What needs to be done: One range is to be output from the listing below, exactly as written: the line with "Target phrase = white hard hat" to the line with "Target phrase = white collared shirt", both kept.
--- Records shown Enclosed Below ---
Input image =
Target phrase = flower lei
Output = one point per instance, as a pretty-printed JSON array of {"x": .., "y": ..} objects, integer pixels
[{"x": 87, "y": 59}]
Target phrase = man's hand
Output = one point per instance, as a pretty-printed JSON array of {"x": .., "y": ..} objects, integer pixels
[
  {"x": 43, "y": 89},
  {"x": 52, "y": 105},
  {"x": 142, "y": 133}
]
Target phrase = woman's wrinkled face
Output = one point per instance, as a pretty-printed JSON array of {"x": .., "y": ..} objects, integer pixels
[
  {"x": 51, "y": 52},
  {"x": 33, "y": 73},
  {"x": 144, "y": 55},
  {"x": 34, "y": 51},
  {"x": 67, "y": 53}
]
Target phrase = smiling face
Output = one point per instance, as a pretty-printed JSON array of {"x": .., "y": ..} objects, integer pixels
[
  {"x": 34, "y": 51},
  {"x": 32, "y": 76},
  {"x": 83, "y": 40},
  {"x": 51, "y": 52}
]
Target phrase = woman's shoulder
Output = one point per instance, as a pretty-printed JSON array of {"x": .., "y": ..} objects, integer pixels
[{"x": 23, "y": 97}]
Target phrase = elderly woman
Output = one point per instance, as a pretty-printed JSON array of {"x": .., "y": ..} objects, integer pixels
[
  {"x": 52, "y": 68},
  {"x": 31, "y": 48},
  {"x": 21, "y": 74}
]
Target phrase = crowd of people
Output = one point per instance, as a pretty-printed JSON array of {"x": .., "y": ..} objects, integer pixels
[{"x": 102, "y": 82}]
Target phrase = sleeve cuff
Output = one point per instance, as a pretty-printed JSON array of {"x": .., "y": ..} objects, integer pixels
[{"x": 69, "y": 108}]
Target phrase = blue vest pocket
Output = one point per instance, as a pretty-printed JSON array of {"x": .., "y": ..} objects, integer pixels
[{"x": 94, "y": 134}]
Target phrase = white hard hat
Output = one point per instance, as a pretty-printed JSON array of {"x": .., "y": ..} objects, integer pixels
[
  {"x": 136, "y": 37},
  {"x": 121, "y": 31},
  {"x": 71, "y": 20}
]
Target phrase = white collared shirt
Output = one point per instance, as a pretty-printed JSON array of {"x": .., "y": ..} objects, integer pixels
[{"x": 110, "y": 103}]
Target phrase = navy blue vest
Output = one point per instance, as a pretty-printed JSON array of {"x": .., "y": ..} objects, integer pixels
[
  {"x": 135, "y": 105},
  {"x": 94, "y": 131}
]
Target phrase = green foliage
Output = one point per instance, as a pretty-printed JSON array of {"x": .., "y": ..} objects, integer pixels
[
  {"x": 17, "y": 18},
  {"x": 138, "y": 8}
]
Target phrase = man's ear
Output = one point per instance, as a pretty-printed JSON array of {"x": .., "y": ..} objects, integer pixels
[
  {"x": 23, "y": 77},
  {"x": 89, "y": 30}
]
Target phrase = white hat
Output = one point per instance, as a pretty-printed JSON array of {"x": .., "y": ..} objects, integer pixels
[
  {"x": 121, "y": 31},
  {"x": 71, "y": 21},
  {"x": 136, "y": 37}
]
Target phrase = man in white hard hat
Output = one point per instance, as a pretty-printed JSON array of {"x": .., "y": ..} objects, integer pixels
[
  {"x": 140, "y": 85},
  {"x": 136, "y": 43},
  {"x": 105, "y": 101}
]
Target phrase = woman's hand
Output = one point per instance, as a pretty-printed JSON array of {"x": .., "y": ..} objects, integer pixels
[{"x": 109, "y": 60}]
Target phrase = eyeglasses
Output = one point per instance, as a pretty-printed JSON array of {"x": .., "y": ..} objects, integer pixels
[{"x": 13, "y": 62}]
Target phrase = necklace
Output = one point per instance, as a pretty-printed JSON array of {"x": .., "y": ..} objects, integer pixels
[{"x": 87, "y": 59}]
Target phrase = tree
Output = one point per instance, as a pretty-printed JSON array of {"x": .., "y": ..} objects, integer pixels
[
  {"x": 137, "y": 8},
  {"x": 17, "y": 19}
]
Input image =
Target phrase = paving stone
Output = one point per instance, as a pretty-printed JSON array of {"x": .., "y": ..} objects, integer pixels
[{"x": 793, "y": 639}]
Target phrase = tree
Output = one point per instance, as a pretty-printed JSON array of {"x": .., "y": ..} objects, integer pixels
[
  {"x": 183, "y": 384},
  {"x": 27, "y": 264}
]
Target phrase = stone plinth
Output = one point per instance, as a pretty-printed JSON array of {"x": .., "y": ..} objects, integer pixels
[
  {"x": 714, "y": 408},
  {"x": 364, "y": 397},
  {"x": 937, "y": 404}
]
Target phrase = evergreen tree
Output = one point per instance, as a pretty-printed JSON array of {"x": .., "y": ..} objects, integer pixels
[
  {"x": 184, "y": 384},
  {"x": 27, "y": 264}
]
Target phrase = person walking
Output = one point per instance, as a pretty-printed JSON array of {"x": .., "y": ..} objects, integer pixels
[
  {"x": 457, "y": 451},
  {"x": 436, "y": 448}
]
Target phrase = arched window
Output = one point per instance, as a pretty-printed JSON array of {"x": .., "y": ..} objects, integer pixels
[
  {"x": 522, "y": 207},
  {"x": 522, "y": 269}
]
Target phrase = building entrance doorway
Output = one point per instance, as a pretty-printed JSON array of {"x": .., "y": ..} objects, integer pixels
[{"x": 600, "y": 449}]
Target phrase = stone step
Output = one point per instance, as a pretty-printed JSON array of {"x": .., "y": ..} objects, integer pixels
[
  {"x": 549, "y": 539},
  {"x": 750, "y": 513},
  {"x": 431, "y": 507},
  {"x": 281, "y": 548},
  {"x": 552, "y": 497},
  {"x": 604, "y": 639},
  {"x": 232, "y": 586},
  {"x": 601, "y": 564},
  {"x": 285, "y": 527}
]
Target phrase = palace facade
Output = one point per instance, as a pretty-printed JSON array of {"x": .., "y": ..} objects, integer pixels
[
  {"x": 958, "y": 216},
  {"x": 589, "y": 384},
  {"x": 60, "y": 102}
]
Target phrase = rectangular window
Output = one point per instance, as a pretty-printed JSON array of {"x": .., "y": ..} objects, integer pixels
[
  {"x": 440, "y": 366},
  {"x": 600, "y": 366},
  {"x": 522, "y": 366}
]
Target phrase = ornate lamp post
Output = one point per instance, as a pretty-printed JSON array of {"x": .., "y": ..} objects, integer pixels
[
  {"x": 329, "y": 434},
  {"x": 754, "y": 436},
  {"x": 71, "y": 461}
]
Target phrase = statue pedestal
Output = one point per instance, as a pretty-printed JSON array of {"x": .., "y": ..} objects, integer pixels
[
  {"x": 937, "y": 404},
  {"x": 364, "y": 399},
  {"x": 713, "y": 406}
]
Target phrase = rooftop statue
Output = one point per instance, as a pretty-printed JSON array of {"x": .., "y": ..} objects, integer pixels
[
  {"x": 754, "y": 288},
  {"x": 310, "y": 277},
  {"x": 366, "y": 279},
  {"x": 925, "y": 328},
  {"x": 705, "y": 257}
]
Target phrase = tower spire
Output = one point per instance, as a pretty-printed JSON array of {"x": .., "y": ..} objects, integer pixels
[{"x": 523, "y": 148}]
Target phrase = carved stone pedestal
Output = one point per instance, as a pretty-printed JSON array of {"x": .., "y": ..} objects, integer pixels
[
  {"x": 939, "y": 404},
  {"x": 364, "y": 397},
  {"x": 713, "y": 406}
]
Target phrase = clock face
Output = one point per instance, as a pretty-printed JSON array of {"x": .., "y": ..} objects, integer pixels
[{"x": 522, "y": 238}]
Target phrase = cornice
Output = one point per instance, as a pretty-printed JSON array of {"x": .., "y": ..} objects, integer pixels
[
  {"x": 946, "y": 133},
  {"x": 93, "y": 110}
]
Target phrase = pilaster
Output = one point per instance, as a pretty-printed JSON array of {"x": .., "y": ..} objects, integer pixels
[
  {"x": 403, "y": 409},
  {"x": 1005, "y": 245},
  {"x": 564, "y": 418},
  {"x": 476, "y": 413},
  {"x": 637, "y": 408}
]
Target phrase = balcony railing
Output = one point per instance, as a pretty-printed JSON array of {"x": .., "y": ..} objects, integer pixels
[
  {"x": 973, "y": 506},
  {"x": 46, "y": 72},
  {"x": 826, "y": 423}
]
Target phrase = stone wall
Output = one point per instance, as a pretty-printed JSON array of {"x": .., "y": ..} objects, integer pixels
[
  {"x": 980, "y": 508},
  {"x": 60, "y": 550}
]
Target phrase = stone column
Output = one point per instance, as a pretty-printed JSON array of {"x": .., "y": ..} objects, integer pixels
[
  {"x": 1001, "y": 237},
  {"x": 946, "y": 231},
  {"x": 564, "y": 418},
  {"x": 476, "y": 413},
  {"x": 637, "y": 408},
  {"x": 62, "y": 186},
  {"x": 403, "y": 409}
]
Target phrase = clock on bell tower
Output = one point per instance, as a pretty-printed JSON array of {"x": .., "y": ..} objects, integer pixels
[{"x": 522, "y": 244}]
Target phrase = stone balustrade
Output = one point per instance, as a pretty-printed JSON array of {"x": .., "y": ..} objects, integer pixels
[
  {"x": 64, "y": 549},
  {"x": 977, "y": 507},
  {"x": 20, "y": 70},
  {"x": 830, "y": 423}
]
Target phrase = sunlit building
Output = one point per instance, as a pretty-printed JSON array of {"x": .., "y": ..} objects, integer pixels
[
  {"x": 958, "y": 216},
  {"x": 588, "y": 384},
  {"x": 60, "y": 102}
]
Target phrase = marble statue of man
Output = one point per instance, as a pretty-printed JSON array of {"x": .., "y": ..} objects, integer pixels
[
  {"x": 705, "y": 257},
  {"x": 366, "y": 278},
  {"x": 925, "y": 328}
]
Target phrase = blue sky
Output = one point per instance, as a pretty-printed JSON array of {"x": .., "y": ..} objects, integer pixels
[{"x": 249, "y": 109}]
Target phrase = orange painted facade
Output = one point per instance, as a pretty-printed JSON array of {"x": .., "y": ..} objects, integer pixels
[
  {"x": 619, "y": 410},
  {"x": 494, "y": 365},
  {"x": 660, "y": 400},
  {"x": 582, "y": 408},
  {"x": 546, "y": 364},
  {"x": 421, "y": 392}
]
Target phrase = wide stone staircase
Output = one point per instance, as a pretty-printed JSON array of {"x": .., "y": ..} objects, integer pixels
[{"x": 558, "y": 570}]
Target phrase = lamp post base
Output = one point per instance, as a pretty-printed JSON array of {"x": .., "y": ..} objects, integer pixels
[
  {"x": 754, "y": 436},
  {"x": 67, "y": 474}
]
--- End of Enclosed Records shown ---
Problem solution:
Target phrase = white hard hat
Output = one point per instance, as a pretty-printed JSON array of {"x": .., "y": ..} objects, integer pixels
[
  {"x": 136, "y": 37},
  {"x": 121, "y": 31},
  {"x": 71, "y": 20}
]
Target phrase = white collared shirt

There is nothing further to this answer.